Entre los gusii, las niñas, una vez iniciadas (...), se espera de ellas que sean pulcras y vayan bien arregladas en vistas al matrimonio dentro de pocos años. Establecen relaciones próximas con otras niñas iniciadas el mismo año, y trabajan y van al mercado juntas. Los niños, después de la iniciación, asumen las responsabilidades adultas. Antes de la iniciación ya se unían a otros adultos en la defensa de los rebaños de ganado así como en las incursiones. Después de la iniciación van a trabajar a las plantaciones de té o a la ciudad. Transitan permanentemente entre la casa de su madre y su propia choza, situada en las inmediaciones, y se convierten en 'hombres jóvenes' (omomura. Se espera de ellos que sean más respetuosos y obedientes con sus padres que durante los alocados años que precedieron a la iniciación (DeVos 1980: 49).

La salida de una fase y la entrada en otra se conceptualiza como «tránsito», marcado por ritos de paso y de iniciación, que no son sino procesos de endoculturación. Existen además rituales de estado y papel social, característicos de cada grado de edad. La estructura social impone a cada fase tiene su iniciación, sus atributos y comportamientos sociales, incluso su sintomatología, su patología y su terapia indicada.

El problema de la edad, y de las etapas del curso vital, debe entenderse no desde un enfoque unilateral, sino multidimensional y complejo. Por tanto, no al reduccionismo cronológico (el número de años). No al reduccionismo biopsicológico, que ha trazado estadios de desarrollo muy rígidos y supuestamente universales o pretendidamente determinados por los genes. Tampoco se trata, claro está, de reducirlo todo a influencia cultural... La clave está en las interrelaciones entre todos esos factores.

Como señala George DeVos, la personalidad humana, que va cambiando constantemente, combina en sí tres aspectos íntimamente relacionados: «El yo cambiante posee tres componentes: la fase fisiológica o de maduración, las estructuras psicológicas internas, y las definiciones sociales de los estatus y roles del individuo» (DeVos 1980: 25).

Es necesario pensar el bucle recursivo:

Podemos representarlo mediante este triángulo:

Estos tres niveles de análisis suponen, cada uno, su propia dinámica subyacente al comportamiento y su específica transformación en el tiempo. El plano biológico entraña una dinámica genética, fisiológica, de mecanismos biopsicológicos; su transformación temporal consiste en el proceso de maduración orgánica. El plano psicológico pone en acción mecanismos de adecuación y mecanismos de defensa, en un proceso de desarrollo psicosocial, mediante asimilación cognitiva y acomodación (según Piaget), y mediante crisis libidinales (según Erikson). Y, en fin, el plano social/cultural moviliza mecanismos de interacción adaptativa y promueve las transiciones temporales por medio de los ritos de paso.
◇ ◇ ◇ ◇
¿Podrías retomar el texto sobre la edad y las etapas del curso vital y continuarlo a partir de su última oración? No hace falta consultar el listado.
◇ ◇ ◇ ◇
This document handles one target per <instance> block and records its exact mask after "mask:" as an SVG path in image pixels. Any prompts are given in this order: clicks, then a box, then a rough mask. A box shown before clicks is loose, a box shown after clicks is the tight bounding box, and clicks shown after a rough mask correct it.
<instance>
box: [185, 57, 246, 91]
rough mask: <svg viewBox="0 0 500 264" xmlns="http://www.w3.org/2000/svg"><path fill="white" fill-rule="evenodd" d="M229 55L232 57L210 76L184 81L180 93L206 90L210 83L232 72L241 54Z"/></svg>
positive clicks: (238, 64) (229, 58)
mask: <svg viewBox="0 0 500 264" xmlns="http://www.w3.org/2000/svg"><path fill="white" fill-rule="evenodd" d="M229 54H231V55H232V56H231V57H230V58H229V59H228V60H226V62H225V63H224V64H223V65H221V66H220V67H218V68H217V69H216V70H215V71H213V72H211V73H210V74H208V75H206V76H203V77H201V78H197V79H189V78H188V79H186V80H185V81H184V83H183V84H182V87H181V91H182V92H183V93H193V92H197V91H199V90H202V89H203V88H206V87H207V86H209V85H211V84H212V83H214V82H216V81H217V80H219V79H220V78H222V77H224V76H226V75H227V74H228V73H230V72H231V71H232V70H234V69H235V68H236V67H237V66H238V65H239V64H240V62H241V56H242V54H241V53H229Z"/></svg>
◇ ◇ ◇ ◇
> Respuesta:
Los tres niveles, que abarcan a su vez una pluralidad de variables, constituyen dimensiones interdependientes, en un proceso causal complejo. Pero la correspondencia entre características biológicas, psicológicas y sociológicas no es estricta ni necesaria. Ninguna de ellas determina linealmente a las restantes. No hay paralelismo, ni sincronía entre ellas. Hay umbrales de indeterminación. Y es esto lo que permite las diferentes periodizaciones o secuencias del curso vital.

En la mayoría de los casos, las estructuras psicológicas, las facultades de maduración y las definiciones sociales varían conjuntamente, y están más o menos relacionadas entre sí. Sin embargo, el desarrollo fisiológico o psicológico no siempre concuerda con transformaciones en los roles y estatus del individuo o viceversa (DeVos 1980: 25).

Así, a muchas personas ya jubiladas sin duda no es muy apropiado considerarlos viejos. En cambio, en nuestra sociedad, a los jóvenes, fisiológicamente maduros, no los consideramos adultos. O, por ejemplo, en el medio rural tradicional de Irlanda, donde la propiedad del campo es clave para definir el estado adulto, puede haber individuos de 45 años a los que llaman «muchachos» (boys), por carecer de propiedades; por la misma razón no se les permite casarse ni asumir otras funciones del estado adulto (DeVos 1980: 70).

Generalizando, podemos afirmar que se da cierta prioridad (o determinación en última instancia) de lo biológico (geno-feno) sobre lo cultural, a lo que se impone un umbral; y prioridad de lo cultural sobre lo psíquico. Pero también, en dirección inversa: el individuo modifica la cultura, sirviéndose de las herramientas culturales; y la cultura es factor de selección y de remodelación del tipo genético (filogénesis, genotipo individual) y de ciertos rasgos fenoménicos del individuo biológico (ontogénesis, existencia como viviente).

En otras palabras, las conformación biológica y la evolución de las estructuras psicológicas son reconocidas y utilizadas por la cultura, que reproduce su organización social por medio de rituales de transición (muy elaborados en las sociedades tradicionales y a veces elusivos en la sociedad moderna). De tal modo que la adecuación psíquica y hasta la maduración biológica están influidas por el contexto cultural.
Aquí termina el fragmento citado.